◆ About this exercise: Copy word for word, and only, the lines below from the one with "Query: limestone rock" through the last.

◆ Records for processing:
· · · · ·
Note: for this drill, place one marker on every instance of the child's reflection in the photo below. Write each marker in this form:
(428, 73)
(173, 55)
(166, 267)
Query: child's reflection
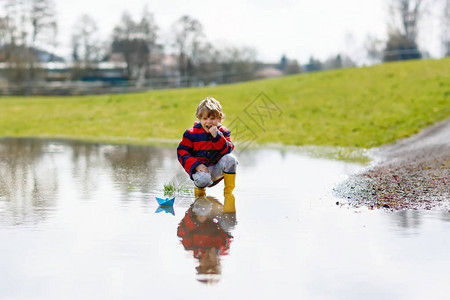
(204, 230)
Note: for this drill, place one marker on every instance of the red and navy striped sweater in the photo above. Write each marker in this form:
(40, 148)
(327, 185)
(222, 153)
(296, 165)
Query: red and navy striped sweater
(199, 147)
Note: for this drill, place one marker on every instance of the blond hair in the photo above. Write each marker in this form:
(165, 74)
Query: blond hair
(211, 107)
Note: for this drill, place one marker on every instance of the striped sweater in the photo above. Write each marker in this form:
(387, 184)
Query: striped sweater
(199, 147)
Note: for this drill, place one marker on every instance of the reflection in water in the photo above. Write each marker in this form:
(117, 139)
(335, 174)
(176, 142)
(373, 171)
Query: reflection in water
(80, 216)
(28, 181)
(205, 231)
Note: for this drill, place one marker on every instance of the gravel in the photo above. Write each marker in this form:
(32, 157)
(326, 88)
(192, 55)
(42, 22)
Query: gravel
(413, 173)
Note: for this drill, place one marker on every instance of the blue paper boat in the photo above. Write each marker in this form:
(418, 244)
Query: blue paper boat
(165, 202)
(167, 209)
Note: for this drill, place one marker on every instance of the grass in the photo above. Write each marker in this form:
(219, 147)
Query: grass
(360, 107)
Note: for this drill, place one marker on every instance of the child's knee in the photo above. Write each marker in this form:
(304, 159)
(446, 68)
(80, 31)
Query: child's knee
(230, 163)
(202, 179)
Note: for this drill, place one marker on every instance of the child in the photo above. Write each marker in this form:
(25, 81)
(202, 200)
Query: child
(205, 150)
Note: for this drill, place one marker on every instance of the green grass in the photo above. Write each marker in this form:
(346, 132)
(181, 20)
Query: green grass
(361, 107)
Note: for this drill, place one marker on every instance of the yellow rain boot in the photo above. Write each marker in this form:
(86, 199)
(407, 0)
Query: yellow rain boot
(229, 180)
(229, 204)
(199, 192)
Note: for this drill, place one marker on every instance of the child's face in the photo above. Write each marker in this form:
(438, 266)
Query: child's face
(208, 121)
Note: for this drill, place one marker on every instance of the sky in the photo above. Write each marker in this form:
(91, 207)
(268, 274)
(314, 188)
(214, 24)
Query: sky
(298, 29)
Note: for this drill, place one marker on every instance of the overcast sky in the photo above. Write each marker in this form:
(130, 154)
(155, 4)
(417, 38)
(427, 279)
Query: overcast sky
(297, 28)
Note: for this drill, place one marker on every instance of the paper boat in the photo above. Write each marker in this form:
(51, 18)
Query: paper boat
(167, 209)
(165, 202)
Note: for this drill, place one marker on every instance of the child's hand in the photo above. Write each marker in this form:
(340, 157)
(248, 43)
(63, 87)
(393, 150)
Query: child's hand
(202, 168)
(213, 130)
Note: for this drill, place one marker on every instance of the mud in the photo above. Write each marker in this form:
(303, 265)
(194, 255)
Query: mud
(413, 173)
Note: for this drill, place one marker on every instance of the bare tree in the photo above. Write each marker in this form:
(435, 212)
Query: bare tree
(408, 13)
(188, 33)
(27, 25)
(85, 41)
(446, 29)
(402, 38)
(136, 42)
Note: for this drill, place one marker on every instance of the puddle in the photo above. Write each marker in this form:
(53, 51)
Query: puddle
(81, 221)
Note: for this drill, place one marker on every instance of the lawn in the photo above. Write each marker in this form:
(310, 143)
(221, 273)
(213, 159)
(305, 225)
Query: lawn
(358, 107)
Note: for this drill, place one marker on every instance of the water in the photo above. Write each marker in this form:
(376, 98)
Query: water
(79, 221)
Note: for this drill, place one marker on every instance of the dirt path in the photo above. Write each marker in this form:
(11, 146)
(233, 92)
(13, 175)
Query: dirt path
(412, 173)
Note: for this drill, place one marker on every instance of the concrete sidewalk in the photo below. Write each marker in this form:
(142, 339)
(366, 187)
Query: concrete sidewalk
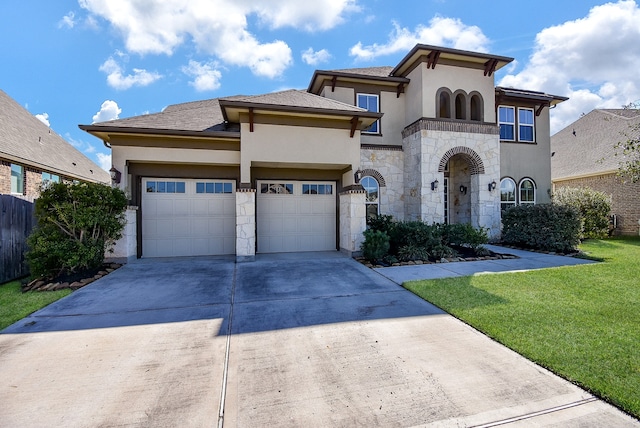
(526, 260)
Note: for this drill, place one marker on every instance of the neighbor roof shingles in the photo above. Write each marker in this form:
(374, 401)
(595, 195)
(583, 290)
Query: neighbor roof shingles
(26, 140)
(591, 149)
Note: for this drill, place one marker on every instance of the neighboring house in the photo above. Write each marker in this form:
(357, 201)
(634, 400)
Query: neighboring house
(583, 155)
(430, 139)
(32, 154)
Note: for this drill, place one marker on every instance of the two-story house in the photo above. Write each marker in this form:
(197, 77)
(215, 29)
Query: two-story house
(430, 139)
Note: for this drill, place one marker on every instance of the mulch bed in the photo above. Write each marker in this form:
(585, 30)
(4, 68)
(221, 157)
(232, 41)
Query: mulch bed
(73, 281)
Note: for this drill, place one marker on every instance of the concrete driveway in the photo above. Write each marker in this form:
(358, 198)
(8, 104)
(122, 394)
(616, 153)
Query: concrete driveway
(289, 340)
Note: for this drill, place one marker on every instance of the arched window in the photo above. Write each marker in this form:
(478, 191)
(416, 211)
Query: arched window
(372, 188)
(527, 191)
(461, 106)
(507, 193)
(444, 104)
(476, 107)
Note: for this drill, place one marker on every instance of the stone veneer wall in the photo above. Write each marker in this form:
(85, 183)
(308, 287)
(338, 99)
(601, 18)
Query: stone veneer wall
(388, 162)
(625, 198)
(352, 221)
(427, 143)
(245, 225)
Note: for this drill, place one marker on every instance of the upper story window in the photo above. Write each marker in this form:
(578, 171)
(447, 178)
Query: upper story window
(525, 124)
(507, 122)
(372, 103)
(47, 178)
(17, 179)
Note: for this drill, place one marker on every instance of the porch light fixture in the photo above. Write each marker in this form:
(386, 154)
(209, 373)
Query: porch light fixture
(115, 175)
(357, 176)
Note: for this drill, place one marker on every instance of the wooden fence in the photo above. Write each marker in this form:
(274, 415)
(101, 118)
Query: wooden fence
(16, 222)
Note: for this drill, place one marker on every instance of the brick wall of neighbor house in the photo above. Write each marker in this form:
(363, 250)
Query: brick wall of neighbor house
(5, 177)
(625, 198)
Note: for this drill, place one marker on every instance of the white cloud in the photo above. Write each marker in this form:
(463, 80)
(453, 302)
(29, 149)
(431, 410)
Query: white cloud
(109, 110)
(207, 76)
(68, 20)
(104, 160)
(312, 57)
(441, 31)
(117, 80)
(592, 60)
(160, 27)
(44, 118)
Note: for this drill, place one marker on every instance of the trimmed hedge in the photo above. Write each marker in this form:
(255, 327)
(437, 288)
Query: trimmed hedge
(594, 208)
(416, 240)
(547, 227)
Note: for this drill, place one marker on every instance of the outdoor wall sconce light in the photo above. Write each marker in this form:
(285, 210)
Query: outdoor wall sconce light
(357, 176)
(115, 175)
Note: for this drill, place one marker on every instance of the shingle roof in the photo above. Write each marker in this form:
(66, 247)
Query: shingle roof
(297, 98)
(586, 146)
(26, 140)
(198, 116)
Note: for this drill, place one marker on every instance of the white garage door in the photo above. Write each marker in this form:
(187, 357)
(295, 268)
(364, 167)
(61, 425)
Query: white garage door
(188, 217)
(296, 216)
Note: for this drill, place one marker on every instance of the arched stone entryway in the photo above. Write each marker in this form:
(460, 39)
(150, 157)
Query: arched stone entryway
(460, 167)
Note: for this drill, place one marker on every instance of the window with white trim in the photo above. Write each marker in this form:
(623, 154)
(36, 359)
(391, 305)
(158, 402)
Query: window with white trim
(507, 123)
(372, 201)
(370, 102)
(527, 191)
(17, 179)
(507, 193)
(526, 125)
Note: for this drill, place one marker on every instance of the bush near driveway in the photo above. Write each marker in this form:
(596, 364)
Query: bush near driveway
(581, 322)
(594, 208)
(77, 222)
(546, 227)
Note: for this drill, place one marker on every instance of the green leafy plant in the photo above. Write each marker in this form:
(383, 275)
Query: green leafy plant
(77, 222)
(594, 208)
(548, 227)
(375, 246)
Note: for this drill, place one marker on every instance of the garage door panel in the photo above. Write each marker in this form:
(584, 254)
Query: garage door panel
(189, 223)
(296, 221)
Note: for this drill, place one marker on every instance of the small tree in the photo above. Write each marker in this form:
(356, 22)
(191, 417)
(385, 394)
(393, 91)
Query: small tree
(76, 224)
(594, 208)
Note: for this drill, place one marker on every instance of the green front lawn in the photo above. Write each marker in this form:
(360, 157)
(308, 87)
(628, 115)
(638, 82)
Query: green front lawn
(15, 305)
(581, 322)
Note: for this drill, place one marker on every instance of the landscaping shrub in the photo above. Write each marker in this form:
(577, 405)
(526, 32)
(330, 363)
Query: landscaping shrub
(594, 208)
(548, 227)
(76, 224)
(375, 246)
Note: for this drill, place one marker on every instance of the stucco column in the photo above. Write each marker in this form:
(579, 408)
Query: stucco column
(125, 248)
(245, 225)
(352, 220)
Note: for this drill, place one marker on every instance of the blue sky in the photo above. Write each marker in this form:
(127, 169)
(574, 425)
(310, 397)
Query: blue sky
(73, 62)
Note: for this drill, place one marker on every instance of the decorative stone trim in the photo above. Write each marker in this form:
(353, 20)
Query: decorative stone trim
(375, 174)
(475, 163)
(385, 147)
(450, 125)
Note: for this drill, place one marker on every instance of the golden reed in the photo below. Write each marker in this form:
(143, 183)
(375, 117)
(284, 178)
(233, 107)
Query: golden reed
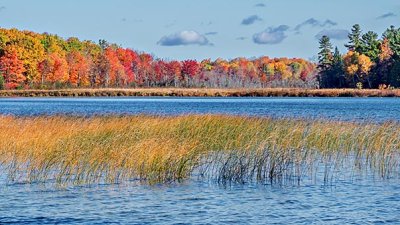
(167, 149)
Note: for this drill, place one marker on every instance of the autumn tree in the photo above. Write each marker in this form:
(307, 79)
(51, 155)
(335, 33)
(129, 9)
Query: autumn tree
(78, 70)
(53, 70)
(357, 67)
(12, 69)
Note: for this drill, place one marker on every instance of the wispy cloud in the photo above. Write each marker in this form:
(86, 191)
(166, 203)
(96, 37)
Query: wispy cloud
(186, 37)
(272, 35)
(250, 20)
(211, 33)
(336, 34)
(241, 38)
(312, 22)
(386, 15)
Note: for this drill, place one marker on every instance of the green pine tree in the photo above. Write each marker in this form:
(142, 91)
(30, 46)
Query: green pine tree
(355, 39)
(325, 61)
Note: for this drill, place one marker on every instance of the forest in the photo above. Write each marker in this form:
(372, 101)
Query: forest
(369, 63)
(30, 60)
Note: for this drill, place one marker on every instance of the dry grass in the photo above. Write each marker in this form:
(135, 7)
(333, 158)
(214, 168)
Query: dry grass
(193, 92)
(166, 149)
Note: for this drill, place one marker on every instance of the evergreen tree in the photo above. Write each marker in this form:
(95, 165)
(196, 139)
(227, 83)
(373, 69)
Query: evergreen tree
(324, 61)
(393, 36)
(371, 45)
(355, 39)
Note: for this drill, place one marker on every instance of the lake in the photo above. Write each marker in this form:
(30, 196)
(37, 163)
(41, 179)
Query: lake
(365, 200)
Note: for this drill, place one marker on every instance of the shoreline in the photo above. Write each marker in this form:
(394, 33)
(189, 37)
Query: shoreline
(202, 92)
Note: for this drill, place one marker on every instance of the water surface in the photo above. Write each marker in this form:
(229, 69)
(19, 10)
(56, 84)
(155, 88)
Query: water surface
(367, 201)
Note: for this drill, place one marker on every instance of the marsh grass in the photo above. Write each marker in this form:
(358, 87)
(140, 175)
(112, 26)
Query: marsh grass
(221, 148)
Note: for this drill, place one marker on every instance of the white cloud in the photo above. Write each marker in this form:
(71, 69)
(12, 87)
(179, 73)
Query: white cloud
(186, 37)
(272, 35)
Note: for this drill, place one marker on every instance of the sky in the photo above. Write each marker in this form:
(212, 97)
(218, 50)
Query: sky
(192, 29)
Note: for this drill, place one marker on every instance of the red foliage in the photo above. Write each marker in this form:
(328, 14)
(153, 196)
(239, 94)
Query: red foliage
(190, 68)
(12, 69)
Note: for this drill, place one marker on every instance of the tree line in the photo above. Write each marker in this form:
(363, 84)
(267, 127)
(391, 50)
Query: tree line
(30, 60)
(370, 62)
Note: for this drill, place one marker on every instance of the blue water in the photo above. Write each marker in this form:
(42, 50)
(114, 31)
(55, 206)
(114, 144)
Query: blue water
(372, 109)
(365, 201)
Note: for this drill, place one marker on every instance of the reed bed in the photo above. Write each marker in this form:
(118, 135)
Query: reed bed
(156, 149)
(203, 92)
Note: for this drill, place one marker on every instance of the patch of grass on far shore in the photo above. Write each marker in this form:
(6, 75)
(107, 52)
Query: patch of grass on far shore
(203, 92)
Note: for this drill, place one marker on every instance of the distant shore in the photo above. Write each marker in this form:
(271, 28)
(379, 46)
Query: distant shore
(203, 92)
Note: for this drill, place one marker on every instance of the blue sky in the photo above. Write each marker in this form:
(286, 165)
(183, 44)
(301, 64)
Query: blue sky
(179, 29)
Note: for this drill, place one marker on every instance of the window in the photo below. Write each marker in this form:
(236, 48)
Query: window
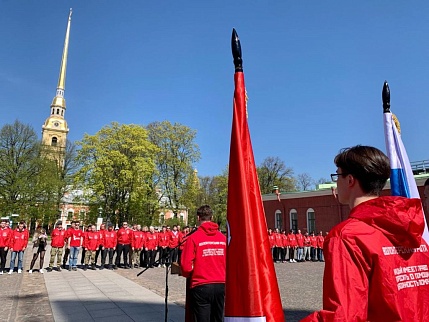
(293, 220)
(278, 220)
(311, 220)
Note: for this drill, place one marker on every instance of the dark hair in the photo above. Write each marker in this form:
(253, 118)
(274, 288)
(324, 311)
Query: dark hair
(367, 164)
(205, 213)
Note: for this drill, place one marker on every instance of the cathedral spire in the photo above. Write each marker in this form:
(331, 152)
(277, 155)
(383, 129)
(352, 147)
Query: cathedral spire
(59, 104)
(55, 128)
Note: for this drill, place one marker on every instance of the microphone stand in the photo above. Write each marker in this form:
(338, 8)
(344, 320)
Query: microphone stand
(167, 265)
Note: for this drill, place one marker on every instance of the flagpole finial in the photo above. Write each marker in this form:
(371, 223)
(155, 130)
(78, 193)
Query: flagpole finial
(386, 98)
(236, 51)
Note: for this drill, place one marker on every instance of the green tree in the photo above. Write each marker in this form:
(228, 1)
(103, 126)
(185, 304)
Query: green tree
(273, 172)
(20, 164)
(175, 158)
(117, 168)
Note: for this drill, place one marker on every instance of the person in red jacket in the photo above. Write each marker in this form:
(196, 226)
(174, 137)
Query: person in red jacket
(137, 245)
(307, 247)
(300, 245)
(285, 245)
(100, 248)
(5, 235)
(320, 240)
(110, 242)
(313, 246)
(376, 261)
(277, 245)
(204, 261)
(292, 246)
(124, 244)
(92, 241)
(272, 240)
(163, 241)
(57, 246)
(17, 244)
(182, 241)
(75, 241)
(173, 243)
(151, 246)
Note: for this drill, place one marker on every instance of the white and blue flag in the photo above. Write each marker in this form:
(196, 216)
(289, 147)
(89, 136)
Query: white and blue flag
(402, 182)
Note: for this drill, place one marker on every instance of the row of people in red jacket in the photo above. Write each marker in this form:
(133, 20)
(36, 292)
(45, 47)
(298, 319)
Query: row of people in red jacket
(16, 241)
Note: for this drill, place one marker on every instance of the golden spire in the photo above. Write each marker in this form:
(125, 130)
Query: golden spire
(59, 101)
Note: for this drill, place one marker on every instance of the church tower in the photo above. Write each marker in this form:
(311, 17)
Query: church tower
(55, 129)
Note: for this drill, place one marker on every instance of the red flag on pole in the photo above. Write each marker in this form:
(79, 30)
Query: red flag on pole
(252, 292)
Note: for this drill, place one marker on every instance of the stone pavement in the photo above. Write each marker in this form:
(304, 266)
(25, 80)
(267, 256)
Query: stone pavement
(122, 296)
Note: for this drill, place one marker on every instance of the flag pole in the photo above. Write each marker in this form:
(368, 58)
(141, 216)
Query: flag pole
(251, 289)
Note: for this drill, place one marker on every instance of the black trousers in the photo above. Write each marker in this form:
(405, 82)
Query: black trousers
(150, 258)
(111, 252)
(163, 255)
(122, 248)
(97, 253)
(208, 302)
(3, 254)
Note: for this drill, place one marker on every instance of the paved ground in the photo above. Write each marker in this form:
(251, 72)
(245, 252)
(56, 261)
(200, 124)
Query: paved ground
(122, 296)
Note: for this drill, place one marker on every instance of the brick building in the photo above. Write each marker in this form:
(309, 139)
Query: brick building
(316, 210)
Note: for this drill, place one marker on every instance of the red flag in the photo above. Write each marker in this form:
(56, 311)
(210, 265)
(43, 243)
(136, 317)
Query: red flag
(252, 293)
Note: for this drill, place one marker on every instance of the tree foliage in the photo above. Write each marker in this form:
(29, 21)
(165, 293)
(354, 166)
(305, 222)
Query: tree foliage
(273, 172)
(117, 168)
(174, 161)
(304, 181)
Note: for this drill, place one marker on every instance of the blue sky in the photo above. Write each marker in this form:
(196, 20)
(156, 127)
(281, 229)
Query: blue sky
(314, 71)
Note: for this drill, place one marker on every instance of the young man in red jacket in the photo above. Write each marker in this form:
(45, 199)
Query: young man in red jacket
(57, 246)
(163, 241)
(124, 244)
(376, 261)
(18, 244)
(151, 246)
(5, 235)
(204, 261)
(110, 242)
(137, 245)
(92, 241)
(75, 241)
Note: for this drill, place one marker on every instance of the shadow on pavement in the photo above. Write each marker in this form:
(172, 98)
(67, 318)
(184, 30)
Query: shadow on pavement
(85, 309)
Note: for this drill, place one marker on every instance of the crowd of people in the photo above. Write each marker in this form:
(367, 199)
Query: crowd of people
(293, 248)
(134, 246)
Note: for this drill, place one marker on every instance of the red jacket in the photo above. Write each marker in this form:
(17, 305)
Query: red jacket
(75, 236)
(377, 264)
(272, 240)
(101, 234)
(151, 241)
(278, 239)
(174, 239)
(138, 239)
(285, 241)
(110, 239)
(57, 238)
(124, 236)
(5, 235)
(19, 240)
(307, 241)
(204, 256)
(163, 239)
(320, 240)
(299, 240)
(92, 240)
(313, 241)
(292, 240)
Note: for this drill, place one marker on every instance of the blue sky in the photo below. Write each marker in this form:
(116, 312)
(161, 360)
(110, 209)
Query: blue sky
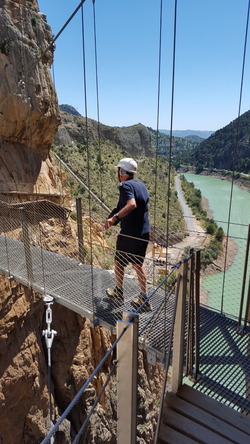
(209, 54)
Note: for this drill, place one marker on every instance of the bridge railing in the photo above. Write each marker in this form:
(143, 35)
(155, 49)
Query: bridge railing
(73, 233)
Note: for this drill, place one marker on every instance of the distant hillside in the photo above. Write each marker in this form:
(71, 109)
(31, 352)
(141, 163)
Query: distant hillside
(222, 150)
(185, 133)
(193, 138)
(69, 109)
(135, 139)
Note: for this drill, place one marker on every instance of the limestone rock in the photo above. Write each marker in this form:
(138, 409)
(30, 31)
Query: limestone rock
(29, 113)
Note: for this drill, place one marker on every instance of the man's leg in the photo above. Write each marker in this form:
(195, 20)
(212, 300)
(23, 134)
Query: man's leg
(142, 278)
(119, 274)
· · · · ·
◆ Result for this exercise:
Query: limestone rock
(29, 113)
Note: for this drill, place one marker on every instance of the man's leg in the photo above. Write each marker in this form:
(195, 20)
(212, 300)
(23, 134)
Query: man's leg
(142, 278)
(119, 274)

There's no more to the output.